● **Text extract**:
######

Skip to content

Custom sinks

Audience: integrators wanting to wire capa to a destination beyond the on-disk bundle (InfluxDB, Postgres, S3, a live LIMS push). Scope: the engine's internal sink contract, why it is not yet a plugin surface, and the patterns available today.


Status: roadmap + contract reference

Sinks are engine-internal today. They are not discoverable through an entry-point group; there is no capa.sinks plugin kind, no plugins.lock entry, no capa plugins list line. The shipped sinks — ChannelSamplesSink, DeviceRecordsSink, FramesSink, EventsSink, StatusSink, and LogSink — live inside src/capa/storage/ and are owned by the WriterThread / RunBundleWriter path.

This page exists to:

  1. Document the contract the writer thread expects, so external code (a post-run uploader, a downstream pipeline) can mimic it.
  2. Capture the runtime constraints (backpressure, batching, schema drift) that any future pluggable sink will inherit.
  3. Be honest about the gap: this is not yet a plugin tutorial.

######

● **Data for this exercise**:
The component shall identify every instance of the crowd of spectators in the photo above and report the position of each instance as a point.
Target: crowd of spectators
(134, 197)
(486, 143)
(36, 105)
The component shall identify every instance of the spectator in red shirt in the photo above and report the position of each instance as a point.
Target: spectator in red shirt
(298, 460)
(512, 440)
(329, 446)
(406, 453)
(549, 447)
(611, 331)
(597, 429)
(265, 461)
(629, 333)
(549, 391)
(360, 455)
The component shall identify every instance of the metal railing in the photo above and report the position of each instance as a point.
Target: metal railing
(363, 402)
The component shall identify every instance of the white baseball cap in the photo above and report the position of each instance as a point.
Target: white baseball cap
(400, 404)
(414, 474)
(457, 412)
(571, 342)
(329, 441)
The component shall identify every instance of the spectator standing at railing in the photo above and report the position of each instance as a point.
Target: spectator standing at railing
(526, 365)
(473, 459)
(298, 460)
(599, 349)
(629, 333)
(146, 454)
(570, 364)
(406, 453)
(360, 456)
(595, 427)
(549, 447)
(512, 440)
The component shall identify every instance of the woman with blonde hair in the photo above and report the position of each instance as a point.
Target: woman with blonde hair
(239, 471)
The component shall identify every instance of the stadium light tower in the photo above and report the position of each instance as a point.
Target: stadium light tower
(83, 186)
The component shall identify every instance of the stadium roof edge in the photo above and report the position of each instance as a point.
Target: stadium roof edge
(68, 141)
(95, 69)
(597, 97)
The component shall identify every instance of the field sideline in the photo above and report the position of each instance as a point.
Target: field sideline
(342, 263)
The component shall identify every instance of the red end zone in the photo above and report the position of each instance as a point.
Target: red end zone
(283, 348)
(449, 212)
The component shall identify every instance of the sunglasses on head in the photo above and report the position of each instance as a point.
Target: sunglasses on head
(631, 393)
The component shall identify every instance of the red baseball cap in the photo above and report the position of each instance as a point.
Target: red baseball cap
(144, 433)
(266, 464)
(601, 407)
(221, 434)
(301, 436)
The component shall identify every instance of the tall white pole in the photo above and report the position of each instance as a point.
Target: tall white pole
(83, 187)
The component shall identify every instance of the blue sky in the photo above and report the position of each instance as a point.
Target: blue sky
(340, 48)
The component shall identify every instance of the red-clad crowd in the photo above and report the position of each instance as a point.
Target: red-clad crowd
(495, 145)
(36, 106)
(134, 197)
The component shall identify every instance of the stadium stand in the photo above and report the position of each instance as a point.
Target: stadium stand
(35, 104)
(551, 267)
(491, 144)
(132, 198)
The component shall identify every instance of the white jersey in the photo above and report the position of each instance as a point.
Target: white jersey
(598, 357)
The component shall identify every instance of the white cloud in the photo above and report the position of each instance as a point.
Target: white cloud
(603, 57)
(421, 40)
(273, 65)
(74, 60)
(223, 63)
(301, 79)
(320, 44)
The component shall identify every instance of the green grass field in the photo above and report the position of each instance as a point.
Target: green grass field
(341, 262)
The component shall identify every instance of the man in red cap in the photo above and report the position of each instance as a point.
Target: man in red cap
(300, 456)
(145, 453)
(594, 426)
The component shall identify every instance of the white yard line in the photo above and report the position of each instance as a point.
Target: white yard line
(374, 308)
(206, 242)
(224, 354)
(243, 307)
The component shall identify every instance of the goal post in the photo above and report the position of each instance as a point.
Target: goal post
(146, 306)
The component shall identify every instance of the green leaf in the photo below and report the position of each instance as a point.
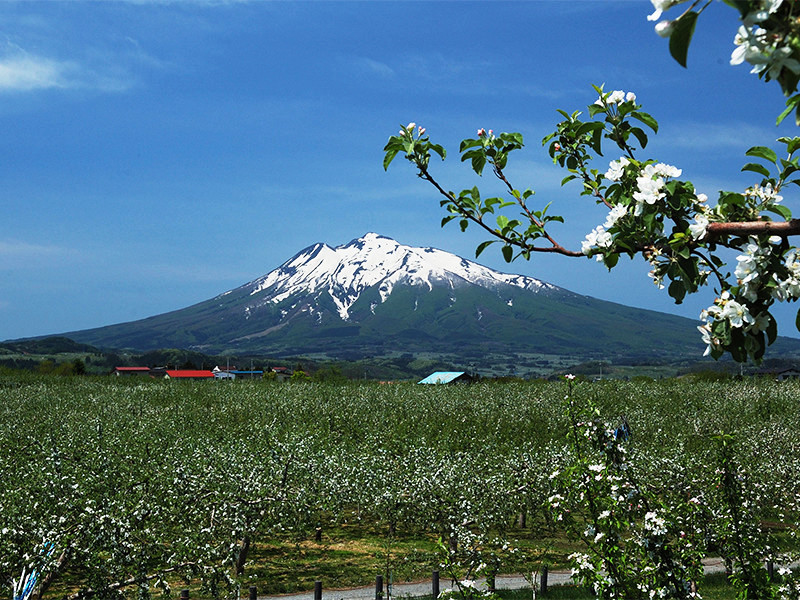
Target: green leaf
(640, 135)
(677, 291)
(587, 127)
(481, 247)
(791, 104)
(756, 168)
(763, 152)
(597, 139)
(682, 36)
(595, 109)
(781, 210)
(772, 330)
(646, 119)
(389, 158)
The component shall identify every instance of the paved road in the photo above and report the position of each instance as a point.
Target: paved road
(422, 588)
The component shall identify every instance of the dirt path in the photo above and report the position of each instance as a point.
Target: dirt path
(422, 588)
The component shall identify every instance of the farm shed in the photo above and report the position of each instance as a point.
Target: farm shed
(281, 373)
(130, 371)
(188, 374)
(447, 377)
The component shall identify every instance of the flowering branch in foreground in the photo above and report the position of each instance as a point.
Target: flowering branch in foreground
(652, 213)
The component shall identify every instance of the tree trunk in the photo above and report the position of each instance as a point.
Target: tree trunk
(244, 548)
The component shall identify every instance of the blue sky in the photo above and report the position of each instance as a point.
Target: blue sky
(156, 154)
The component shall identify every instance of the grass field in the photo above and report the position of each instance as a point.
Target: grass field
(214, 486)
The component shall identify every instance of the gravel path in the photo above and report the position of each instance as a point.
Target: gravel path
(422, 588)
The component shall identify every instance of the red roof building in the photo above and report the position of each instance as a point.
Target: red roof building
(189, 374)
(120, 371)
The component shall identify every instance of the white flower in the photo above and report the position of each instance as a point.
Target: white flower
(616, 97)
(649, 190)
(615, 214)
(597, 238)
(760, 323)
(666, 170)
(699, 228)
(654, 523)
(736, 313)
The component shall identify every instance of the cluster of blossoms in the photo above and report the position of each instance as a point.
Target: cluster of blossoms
(616, 97)
(765, 50)
(654, 524)
(408, 130)
(769, 51)
(789, 288)
(650, 183)
(751, 267)
(766, 194)
(737, 315)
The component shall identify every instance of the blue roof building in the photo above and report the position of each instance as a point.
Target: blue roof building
(445, 377)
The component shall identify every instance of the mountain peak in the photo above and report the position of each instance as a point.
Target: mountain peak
(343, 273)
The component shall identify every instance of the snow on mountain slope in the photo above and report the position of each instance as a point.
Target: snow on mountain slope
(346, 271)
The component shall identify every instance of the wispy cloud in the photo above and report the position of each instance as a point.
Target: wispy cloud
(704, 136)
(25, 73)
(16, 253)
(371, 66)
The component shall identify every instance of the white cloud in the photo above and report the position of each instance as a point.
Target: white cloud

######

● **Written request A**: Print the custom sinks page between "Status: roadmap +" and "WriterThread / RunBundleWriter path.", inclusive.
● **Written request B**: Which lines of the entries contain the string "tower"? Return each of them, treating uppercase and lowercase as different.
The custom sinks page and the entries were drawn from separate sources.

● **Task result A**:
Status: roadmap + contract reference

Sinks are engine-internal today. They are not discoverable through an entry-point group; there is no capa.sinks plugin kind, no plugins.lock entry, no capa plugins list line. The shipped sinks — ChannelSamplesSink, DeviceRecordsSink, FramesSink, EventsSink, StatusSink, and LogSink — live inside src/capa/storage/ and are owned by the WriterThread / RunBundleWriter path.

● **Task result B**:
The component shall identify every instance of the stadium light tower in the photo above and report the position of each instance as a point.
Target: stadium light tower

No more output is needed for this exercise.